• **DATA SUPPLIED**:
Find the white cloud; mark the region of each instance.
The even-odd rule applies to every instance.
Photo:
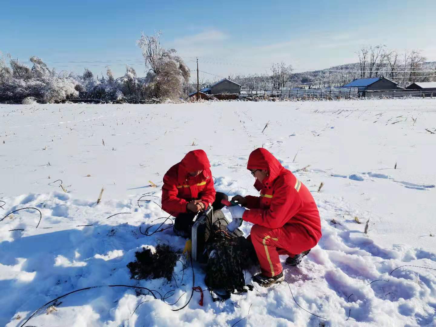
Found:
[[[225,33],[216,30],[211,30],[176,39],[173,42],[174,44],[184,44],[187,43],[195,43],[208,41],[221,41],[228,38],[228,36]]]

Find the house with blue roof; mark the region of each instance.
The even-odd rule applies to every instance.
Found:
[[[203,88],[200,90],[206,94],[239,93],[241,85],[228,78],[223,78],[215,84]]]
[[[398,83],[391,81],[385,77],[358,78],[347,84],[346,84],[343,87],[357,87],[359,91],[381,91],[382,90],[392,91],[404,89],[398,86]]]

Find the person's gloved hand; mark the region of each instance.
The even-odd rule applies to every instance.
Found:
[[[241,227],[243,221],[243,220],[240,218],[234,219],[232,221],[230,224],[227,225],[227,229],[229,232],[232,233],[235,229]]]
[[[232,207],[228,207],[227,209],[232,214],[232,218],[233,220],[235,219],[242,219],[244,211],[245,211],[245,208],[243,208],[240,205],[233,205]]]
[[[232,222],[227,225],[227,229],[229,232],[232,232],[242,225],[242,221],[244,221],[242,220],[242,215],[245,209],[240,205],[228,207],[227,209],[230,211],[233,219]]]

• **GOAL**:
Please edit the rows above so that every "mark the region" reads "outline the area", leaving everything else unchanged. Leave the pictures out of your answer.

• **SOLUTION FOR THIS EXERCISE**:
Find the white cloud; outline the area of each instance.
The even-odd rule applies to every instance.
Photo:
Found:
[[[225,33],[216,30],[211,30],[176,39],[173,42],[174,44],[184,44],[187,43],[195,43],[208,41],[221,41],[228,38],[228,36]]]

Find the house with blue roof; outline the area of each instance.
The even-odd rule applies to every instance.
Found:
[[[203,88],[200,90],[206,94],[239,93],[241,85],[228,78],[223,78],[215,84]]]
[[[398,83],[391,81],[385,77],[358,78],[347,84],[346,84],[343,87],[357,87],[359,91],[381,91],[382,90],[392,91],[404,89],[398,86]]]

Find the person's gloved hand; outline the area of each instance.
The even-odd rule applies to every instance.
Found:
[[[241,227],[243,221],[243,220],[240,218],[234,219],[232,221],[230,224],[227,225],[227,229],[229,232],[232,233],[235,229]]]
[[[232,207],[228,207],[227,209],[232,214],[232,218],[233,220],[235,219],[242,219],[244,211],[245,211],[245,208],[243,208],[240,205],[233,205]]]
[[[232,222],[227,225],[227,229],[229,232],[232,232],[242,225],[242,221],[244,221],[242,220],[242,215],[245,209],[240,205],[228,207],[227,209],[230,211],[233,219]]]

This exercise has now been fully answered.